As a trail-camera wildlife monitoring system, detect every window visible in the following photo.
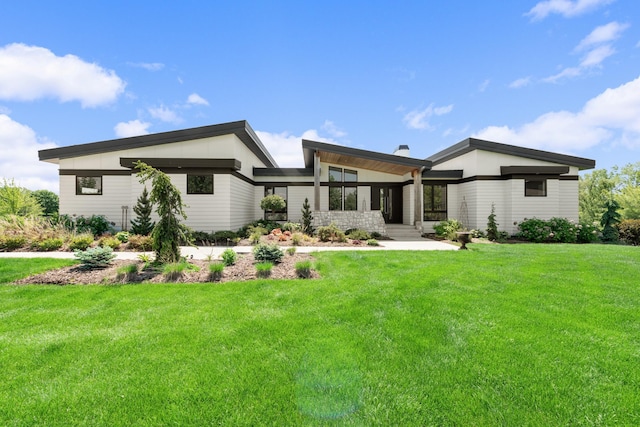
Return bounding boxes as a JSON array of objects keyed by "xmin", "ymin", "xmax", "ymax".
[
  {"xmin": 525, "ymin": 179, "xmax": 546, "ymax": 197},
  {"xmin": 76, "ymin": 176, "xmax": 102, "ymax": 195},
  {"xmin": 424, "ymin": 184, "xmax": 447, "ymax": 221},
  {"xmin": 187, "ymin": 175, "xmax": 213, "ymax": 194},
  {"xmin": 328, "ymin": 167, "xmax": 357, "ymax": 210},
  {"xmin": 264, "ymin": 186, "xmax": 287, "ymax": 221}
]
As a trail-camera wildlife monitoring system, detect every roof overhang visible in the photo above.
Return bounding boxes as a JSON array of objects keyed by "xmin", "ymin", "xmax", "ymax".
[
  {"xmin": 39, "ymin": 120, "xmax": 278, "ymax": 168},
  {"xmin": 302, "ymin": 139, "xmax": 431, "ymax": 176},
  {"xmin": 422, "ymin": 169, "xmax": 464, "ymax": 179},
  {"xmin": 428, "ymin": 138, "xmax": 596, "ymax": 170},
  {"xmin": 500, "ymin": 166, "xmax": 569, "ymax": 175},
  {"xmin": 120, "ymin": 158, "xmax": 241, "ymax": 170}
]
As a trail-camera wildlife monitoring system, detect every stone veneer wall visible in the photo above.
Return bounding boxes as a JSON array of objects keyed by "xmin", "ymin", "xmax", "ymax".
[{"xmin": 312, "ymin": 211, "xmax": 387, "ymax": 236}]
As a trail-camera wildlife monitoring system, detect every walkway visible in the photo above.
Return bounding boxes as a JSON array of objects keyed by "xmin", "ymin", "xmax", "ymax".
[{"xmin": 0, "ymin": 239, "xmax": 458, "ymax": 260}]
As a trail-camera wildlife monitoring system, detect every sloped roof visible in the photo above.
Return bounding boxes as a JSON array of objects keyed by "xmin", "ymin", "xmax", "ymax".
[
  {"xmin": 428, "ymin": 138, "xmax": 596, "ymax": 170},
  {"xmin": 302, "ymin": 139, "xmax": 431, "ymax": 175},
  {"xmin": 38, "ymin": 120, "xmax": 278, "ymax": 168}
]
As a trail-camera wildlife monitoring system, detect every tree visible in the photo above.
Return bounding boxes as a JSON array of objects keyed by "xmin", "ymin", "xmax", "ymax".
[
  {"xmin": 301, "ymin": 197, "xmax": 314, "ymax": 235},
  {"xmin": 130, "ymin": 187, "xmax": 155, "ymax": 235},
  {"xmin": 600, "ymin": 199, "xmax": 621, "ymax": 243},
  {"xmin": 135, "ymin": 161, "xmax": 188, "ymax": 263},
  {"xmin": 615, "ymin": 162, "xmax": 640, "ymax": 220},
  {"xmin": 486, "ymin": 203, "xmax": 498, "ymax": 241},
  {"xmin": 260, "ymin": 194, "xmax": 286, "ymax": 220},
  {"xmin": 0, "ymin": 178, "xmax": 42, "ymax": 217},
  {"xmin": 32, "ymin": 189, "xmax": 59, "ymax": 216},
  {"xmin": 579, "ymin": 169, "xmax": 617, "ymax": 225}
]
-----
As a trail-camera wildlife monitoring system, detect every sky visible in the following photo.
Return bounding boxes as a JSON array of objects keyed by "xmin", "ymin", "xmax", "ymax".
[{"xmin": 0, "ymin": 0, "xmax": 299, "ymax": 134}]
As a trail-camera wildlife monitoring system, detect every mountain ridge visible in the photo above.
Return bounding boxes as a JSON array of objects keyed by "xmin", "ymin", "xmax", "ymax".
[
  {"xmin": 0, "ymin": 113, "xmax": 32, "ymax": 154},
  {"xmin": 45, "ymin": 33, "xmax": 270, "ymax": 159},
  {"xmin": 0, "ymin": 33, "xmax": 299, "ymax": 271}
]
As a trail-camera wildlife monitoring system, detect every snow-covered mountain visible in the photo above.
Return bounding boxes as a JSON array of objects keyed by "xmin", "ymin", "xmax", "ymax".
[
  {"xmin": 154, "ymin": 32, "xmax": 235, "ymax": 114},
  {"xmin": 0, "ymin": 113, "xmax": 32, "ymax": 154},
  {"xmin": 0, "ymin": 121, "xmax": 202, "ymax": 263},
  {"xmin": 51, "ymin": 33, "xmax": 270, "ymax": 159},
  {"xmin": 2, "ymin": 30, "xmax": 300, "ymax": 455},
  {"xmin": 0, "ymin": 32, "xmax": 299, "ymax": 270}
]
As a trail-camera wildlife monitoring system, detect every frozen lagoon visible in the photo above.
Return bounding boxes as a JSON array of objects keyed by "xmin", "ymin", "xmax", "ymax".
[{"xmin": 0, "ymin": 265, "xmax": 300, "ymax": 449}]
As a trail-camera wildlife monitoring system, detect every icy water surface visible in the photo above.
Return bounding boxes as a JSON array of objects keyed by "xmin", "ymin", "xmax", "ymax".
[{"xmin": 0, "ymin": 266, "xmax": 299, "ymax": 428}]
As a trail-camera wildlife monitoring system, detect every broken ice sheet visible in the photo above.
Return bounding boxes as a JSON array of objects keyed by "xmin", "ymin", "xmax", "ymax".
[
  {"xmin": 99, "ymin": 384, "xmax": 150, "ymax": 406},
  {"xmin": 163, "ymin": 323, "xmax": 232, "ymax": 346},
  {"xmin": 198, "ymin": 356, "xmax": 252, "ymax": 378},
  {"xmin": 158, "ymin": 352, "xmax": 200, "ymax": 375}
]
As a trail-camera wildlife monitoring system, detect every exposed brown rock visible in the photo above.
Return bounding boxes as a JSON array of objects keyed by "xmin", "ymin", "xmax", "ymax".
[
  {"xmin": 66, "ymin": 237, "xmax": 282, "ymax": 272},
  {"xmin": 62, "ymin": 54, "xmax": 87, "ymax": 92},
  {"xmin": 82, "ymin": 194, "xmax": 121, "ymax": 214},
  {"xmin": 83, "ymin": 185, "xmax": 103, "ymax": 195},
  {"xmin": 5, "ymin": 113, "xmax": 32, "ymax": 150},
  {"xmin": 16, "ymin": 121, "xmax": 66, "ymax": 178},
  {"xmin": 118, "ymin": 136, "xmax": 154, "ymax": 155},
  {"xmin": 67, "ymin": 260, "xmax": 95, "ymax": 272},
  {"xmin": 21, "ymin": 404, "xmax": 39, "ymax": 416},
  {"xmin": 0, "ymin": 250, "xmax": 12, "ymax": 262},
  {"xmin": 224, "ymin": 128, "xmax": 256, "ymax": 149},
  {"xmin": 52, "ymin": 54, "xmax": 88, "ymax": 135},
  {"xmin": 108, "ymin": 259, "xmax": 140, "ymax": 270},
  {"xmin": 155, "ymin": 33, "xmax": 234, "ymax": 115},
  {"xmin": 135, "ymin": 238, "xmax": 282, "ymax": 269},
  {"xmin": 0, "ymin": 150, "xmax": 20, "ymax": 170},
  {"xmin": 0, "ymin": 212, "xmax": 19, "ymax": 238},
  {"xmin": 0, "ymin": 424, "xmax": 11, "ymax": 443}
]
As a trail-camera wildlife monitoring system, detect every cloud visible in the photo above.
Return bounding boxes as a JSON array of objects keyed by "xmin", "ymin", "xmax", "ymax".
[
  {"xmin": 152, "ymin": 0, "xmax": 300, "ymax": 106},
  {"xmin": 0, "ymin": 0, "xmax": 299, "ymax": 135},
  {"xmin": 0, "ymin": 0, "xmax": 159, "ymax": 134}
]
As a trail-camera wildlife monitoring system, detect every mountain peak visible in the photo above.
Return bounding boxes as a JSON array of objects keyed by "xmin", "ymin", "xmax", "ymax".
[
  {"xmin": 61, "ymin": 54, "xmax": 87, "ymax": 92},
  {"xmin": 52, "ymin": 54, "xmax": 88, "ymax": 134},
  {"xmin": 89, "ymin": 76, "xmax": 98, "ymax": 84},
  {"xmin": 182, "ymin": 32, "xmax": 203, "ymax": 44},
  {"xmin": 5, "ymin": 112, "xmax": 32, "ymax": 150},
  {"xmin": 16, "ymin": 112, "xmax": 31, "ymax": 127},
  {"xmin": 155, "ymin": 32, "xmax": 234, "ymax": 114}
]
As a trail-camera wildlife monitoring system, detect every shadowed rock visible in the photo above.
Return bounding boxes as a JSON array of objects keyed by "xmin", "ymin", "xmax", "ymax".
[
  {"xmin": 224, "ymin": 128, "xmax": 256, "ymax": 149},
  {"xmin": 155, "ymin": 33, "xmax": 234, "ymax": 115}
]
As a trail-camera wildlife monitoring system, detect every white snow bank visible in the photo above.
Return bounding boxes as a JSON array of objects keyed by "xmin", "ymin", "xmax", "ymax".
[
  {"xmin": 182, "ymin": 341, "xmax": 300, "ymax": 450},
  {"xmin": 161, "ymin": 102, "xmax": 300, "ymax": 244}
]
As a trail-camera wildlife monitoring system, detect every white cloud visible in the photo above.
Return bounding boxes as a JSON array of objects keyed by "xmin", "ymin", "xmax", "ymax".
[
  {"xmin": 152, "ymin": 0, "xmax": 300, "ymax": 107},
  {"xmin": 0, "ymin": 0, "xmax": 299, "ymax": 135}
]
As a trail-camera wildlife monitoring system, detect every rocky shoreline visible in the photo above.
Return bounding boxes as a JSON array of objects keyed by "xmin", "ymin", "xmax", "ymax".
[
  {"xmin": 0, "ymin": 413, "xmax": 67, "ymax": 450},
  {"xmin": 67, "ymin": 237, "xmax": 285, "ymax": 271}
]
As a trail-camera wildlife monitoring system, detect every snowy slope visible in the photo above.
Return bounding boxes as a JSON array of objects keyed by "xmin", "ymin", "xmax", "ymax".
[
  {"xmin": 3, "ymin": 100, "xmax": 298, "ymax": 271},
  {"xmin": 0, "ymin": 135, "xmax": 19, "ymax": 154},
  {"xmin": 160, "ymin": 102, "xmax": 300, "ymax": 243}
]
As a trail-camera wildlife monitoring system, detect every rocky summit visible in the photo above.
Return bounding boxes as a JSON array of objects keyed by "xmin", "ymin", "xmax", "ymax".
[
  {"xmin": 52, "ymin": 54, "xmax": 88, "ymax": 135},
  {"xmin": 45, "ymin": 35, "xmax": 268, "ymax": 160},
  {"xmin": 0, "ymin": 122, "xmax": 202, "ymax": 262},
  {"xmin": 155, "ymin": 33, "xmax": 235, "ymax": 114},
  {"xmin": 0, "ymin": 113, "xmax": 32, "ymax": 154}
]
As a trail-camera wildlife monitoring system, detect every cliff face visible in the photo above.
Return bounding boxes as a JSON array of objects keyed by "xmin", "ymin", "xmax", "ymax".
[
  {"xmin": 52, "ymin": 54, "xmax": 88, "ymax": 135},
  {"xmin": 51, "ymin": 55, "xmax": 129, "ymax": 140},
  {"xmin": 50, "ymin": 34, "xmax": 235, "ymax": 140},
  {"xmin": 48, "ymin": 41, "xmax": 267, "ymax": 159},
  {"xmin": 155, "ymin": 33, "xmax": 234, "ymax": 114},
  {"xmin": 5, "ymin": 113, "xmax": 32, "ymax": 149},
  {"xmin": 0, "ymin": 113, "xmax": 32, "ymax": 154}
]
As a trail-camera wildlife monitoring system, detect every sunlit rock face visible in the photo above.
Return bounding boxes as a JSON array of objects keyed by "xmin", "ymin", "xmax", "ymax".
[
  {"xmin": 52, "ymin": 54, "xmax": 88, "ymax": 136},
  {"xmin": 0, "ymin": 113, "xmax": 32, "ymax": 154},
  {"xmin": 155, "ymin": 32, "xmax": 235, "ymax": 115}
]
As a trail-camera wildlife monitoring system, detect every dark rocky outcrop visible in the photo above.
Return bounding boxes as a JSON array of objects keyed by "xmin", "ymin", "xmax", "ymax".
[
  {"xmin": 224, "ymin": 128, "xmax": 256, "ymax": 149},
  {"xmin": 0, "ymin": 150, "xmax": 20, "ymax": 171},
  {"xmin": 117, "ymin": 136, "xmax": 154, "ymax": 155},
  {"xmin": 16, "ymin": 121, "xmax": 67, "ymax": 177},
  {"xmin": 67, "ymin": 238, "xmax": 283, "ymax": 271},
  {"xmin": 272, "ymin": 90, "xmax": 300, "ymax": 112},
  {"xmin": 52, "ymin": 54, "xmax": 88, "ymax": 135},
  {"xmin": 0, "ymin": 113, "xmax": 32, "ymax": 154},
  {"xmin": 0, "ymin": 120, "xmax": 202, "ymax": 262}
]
-----
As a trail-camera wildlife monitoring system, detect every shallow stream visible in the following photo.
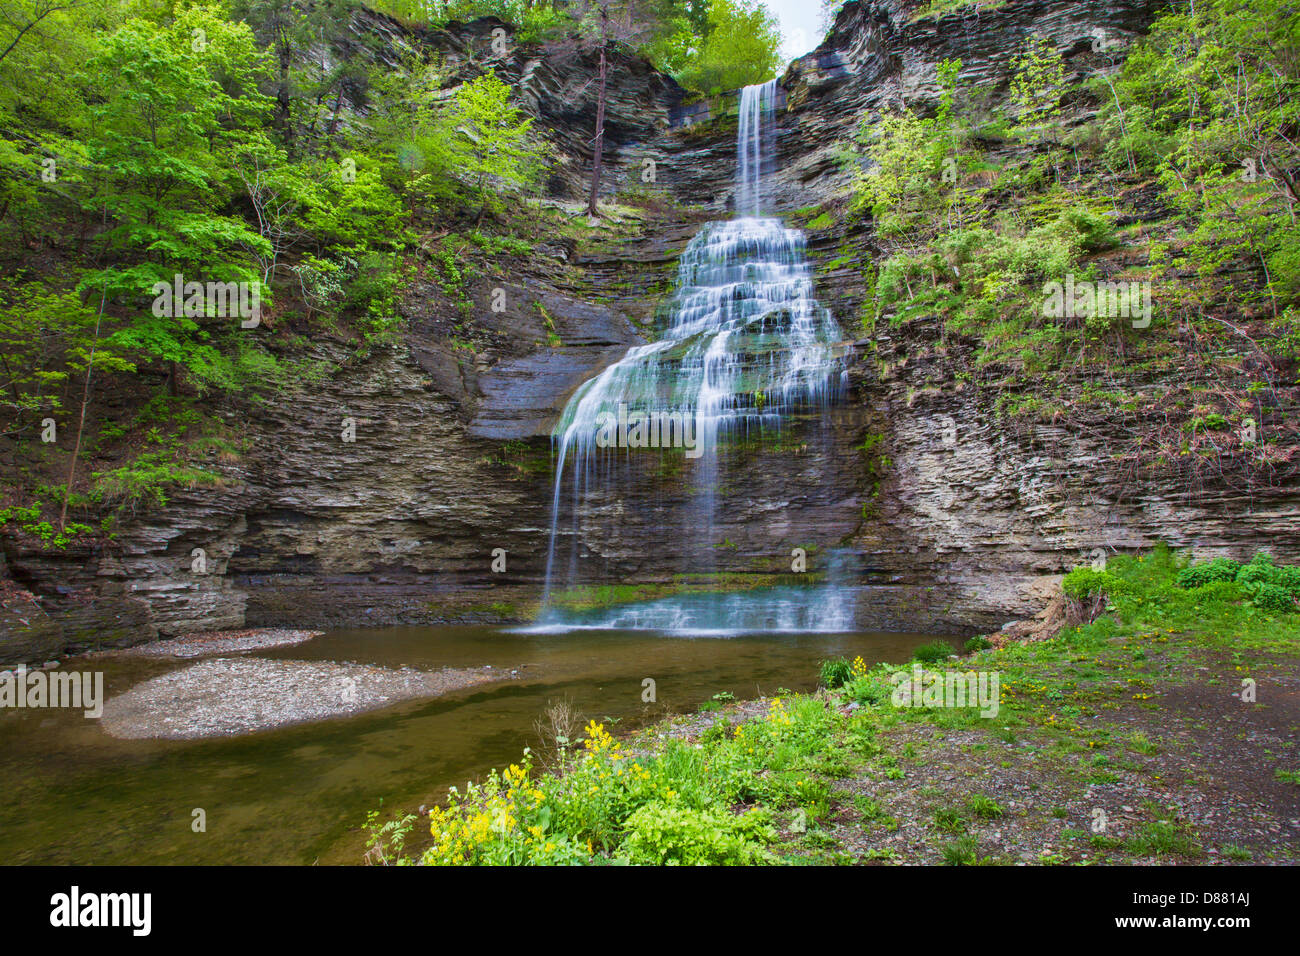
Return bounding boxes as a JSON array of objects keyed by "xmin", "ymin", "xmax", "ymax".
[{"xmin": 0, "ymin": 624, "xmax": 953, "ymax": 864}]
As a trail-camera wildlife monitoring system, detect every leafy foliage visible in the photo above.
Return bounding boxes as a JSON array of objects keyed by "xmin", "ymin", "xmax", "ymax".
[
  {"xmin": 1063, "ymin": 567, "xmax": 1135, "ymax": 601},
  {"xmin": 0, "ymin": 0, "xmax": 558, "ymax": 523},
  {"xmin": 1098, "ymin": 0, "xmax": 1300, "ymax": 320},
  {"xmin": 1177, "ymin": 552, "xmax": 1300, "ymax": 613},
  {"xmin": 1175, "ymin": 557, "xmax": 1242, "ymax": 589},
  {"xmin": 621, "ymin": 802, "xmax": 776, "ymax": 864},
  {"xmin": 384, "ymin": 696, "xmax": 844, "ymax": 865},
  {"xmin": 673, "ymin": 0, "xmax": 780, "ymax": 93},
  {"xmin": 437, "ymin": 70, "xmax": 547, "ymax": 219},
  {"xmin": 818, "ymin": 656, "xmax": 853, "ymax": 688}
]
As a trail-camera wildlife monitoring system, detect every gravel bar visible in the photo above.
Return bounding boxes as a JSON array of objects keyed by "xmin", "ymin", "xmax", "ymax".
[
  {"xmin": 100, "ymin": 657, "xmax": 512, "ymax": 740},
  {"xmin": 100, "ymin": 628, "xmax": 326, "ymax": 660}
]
-----
> _TASK PROMPT_
Set down, exactly as they appear above, all lines from the one that has "peak visible in the photo above." down to the one that has "white cloud visible in the photo above.", including those two and no others.

> _EXERCISE ANSWER_
As a trail-camera wildlife monitoring system, detect every mountain peak visible in the photo above.
Return bounding boxes as a JSON array of objects keyed by "xmin", "ymin", "xmax", "ymax".
[
  {"xmin": 61, "ymin": 54, "xmax": 87, "ymax": 92},
  {"xmin": 52, "ymin": 54, "xmax": 88, "ymax": 134},
  {"xmin": 89, "ymin": 76, "xmax": 98, "ymax": 84},
  {"xmin": 182, "ymin": 32, "xmax": 203, "ymax": 44},
  {"xmin": 5, "ymin": 112, "xmax": 32, "ymax": 150},
  {"xmin": 16, "ymin": 112, "xmax": 31, "ymax": 127},
  {"xmin": 155, "ymin": 32, "xmax": 234, "ymax": 114}
]
As a trail-camera wildlife monitoring system, detect every shadowed rock visible in the photo above.
Return bounding boxes as a JSON array of objects keyed by "xmin", "ymin", "xmax", "ymax".
[
  {"xmin": 224, "ymin": 128, "xmax": 256, "ymax": 149},
  {"xmin": 155, "ymin": 33, "xmax": 234, "ymax": 115}
]
As a trail-camera wildlife monitoring system, detect every white snow bank visible in the photo above.
Return bounding boxes as a JSON array of objects keyed by "xmin", "ymin", "xmax", "ymax".
[
  {"xmin": 182, "ymin": 341, "xmax": 300, "ymax": 450},
  {"xmin": 161, "ymin": 102, "xmax": 300, "ymax": 244}
]
As a trail-camera wildlife monitoring system, detect every white cloud visible in the photo above.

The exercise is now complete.